* Required action: Hunt through the lines below for the string "list" and copy each one that has it.

* Source data:
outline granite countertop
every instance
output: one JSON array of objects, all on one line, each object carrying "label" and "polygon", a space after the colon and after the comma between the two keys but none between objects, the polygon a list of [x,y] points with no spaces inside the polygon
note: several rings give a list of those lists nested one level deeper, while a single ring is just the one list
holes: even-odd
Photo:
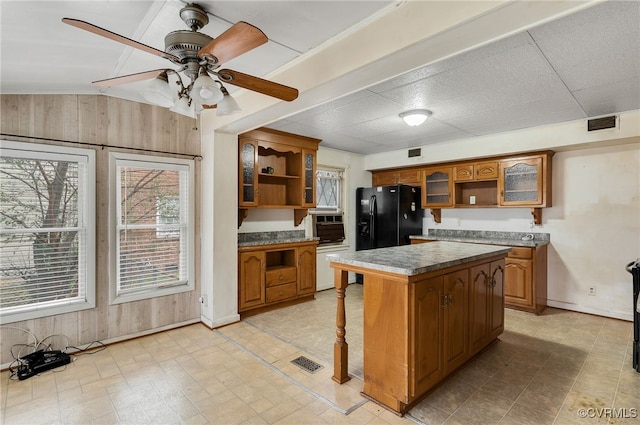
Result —
[{"label": "granite countertop", "polygon": [[[526,235],[533,235],[533,239],[523,240]],[[413,235],[411,239],[423,239],[430,241],[449,241],[480,243],[487,245],[501,246],[524,246],[536,247],[547,245],[550,241],[548,233],[526,233],[526,232],[494,232],[487,230],[449,230],[449,229],[429,229],[426,235]]]},{"label": "granite countertop", "polygon": [[318,240],[320,240],[320,238],[306,237],[304,230],[239,233],[238,247],[313,242]]},{"label": "granite countertop", "polygon": [[364,267],[406,276],[445,269],[498,254],[511,248],[457,242],[432,242],[327,255],[332,263]]}]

* Task answer:
output: one JSON array of objects, all on one line, each object carrying "label" and "polygon", a space after the colon and after the comma between the two keys but none between objects, the polygon a list of [x,y] points with no spaces inside the polygon
note: several rings give a list of those lists nested one level deeper, while a single ring is just the one list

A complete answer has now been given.